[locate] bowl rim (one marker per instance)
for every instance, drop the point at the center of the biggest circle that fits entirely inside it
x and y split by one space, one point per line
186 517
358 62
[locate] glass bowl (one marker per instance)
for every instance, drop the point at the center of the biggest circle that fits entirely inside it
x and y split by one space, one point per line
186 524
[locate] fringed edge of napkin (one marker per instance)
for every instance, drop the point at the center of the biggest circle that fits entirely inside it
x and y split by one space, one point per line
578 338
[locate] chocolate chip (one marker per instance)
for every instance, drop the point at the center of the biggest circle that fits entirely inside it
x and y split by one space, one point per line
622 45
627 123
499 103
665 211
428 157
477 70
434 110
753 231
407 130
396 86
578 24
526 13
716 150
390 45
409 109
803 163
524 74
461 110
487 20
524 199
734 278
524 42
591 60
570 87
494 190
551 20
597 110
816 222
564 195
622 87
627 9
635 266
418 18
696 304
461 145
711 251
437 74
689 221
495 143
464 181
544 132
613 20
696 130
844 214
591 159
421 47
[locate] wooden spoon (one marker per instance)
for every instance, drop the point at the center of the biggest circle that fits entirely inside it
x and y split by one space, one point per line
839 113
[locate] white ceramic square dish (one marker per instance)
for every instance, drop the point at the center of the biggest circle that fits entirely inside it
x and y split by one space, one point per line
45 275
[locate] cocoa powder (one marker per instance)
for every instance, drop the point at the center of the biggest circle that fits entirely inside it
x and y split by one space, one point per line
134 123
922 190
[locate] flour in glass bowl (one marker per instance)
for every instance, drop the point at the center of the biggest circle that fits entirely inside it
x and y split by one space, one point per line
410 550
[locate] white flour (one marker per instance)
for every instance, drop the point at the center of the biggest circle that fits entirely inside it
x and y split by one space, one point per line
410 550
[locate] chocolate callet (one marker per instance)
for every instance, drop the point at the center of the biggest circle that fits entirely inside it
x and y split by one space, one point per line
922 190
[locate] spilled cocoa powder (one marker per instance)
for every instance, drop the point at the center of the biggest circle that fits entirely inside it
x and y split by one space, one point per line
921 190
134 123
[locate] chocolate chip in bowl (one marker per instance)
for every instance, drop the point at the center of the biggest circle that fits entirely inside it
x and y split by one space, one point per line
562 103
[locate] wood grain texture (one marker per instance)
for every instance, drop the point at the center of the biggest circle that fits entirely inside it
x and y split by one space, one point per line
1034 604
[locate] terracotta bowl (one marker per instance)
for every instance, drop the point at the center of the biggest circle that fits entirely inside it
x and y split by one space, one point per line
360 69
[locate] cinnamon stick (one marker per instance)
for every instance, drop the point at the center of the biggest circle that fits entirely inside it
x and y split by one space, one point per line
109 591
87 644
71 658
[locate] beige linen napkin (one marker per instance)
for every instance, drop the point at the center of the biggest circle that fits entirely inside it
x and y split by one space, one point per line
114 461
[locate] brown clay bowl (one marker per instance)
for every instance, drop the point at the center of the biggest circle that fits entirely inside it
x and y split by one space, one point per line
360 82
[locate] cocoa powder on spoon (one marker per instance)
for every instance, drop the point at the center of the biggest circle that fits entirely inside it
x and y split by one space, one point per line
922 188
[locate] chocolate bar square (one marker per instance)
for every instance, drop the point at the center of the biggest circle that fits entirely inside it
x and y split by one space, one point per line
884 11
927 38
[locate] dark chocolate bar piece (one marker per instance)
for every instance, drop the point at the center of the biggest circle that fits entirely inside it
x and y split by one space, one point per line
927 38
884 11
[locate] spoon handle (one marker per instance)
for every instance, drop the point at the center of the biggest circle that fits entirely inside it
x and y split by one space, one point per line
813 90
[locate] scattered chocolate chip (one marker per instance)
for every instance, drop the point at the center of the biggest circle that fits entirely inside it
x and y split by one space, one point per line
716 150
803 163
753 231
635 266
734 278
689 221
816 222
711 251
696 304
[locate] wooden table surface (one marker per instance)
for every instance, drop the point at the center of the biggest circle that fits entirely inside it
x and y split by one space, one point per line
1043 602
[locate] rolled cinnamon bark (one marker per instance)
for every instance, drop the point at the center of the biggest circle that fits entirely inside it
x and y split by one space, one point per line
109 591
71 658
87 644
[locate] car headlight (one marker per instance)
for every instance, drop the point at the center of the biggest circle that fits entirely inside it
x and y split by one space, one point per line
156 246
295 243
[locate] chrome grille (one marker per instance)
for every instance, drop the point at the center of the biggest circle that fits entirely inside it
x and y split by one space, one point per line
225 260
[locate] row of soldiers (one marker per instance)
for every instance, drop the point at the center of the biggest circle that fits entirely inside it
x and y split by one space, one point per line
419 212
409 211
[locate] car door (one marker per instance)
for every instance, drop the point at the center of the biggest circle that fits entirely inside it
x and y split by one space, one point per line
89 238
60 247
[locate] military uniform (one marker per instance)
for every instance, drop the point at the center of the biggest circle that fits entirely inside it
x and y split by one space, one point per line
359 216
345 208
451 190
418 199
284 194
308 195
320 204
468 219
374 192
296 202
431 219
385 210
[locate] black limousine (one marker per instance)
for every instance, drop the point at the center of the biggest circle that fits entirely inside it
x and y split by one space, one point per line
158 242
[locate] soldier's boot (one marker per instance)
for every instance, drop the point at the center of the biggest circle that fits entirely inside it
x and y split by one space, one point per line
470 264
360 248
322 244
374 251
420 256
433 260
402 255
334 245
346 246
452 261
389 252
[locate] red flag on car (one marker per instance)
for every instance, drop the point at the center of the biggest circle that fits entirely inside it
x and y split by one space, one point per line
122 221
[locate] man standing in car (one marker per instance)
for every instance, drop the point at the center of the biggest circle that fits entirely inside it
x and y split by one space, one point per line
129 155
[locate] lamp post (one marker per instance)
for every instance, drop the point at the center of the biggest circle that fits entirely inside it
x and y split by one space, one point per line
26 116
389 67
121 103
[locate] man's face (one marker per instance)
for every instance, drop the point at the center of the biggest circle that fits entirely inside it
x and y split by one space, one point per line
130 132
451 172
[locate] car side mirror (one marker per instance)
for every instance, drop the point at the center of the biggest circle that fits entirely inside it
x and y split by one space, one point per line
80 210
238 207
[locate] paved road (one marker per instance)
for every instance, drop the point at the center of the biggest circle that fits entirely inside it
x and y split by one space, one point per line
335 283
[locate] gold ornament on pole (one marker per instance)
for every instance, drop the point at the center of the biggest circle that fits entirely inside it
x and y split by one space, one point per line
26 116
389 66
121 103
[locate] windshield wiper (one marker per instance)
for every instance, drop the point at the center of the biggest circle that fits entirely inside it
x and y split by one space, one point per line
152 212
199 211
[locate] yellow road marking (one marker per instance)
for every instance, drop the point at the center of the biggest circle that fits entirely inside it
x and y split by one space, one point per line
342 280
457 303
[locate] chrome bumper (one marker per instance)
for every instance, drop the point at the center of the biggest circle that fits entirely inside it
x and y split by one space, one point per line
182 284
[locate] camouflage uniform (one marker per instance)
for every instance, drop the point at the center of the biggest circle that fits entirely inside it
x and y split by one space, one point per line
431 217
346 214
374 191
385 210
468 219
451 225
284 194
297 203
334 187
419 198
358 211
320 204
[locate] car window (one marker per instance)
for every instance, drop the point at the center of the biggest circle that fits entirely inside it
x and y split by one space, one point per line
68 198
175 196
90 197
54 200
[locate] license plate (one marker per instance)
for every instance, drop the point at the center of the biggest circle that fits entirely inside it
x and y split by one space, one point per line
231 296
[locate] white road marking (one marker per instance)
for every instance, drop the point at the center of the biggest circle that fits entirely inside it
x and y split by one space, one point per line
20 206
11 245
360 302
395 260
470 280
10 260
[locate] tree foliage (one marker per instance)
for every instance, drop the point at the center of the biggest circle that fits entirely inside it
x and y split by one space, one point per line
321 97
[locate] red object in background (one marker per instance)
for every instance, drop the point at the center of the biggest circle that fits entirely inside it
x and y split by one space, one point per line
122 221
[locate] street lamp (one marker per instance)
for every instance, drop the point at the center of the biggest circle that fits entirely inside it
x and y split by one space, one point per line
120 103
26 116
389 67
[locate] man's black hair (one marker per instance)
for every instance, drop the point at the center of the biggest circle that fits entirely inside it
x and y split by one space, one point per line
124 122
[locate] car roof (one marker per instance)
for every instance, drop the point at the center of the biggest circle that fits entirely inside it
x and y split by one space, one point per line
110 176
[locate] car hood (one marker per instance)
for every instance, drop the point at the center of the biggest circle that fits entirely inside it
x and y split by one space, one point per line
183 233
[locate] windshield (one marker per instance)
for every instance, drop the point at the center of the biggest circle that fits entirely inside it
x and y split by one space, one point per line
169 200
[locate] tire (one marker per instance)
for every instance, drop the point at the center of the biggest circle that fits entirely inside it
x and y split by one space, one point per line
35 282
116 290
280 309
_ _ _
### [Your instructions]
Starting at the line containing "[locate] tree foliage" and ending at the last line of the rows, arrange the lines as a JSON list of strings, one string per line, with blank lines left out.

### [Answer below]
[
  "[locate] tree foliage (one marker per instance)",
  "for every instance, drop the point at the center of the biggest circle that fits entirely inside it",
  "x and y split by one space, one point per line",
  "321 97",
  "[locate] red object in background (one marker per instance)",
  "for every instance, drop the point at the center of the biggest circle that fits entirely inside it",
  "x and y split by one space, one point per line",
  "122 221",
  "[locate] street lamp (one marker per instance)",
  "for every instance, drop the point at the center of the biggest circle that fits entirely inside it",
  "x and y split by one space, one point per line",
  "120 103",
  "26 116",
  "389 67",
  "[locate] man's black hair (one marker per instance)",
  "for every instance, drop the point at the center of the biggest circle that fits entirely inside it",
  "x and y split by one space, one point per line",
  "124 122",
  "[locate] car roof (one marker per instance)",
  "for every instance, drop the point at the center of the biggest circle that fits entirely inside it",
  "x and y split by one space, one point per line",
  "110 176",
  "[locate] car hood (one marker per instance)",
  "for every instance, drop the point at the center of the biggest circle that fits entirely inside it",
  "x and y split by one space, one point per line",
  "183 233",
  "[locate] windshield (one marker per instance)",
  "for every instance, drop the point at the center of the biggest circle that fits entirely inside it",
  "x and y split by one space, one point per line",
  "169 200",
  "[locate] tire (one marker per instance)",
  "for every instance, drop the point at the center of the biggest circle that fits entirely inside it",
  "x and y split by one space, one point per line",
  "35 282",
  "116 290",
  "280 309"
]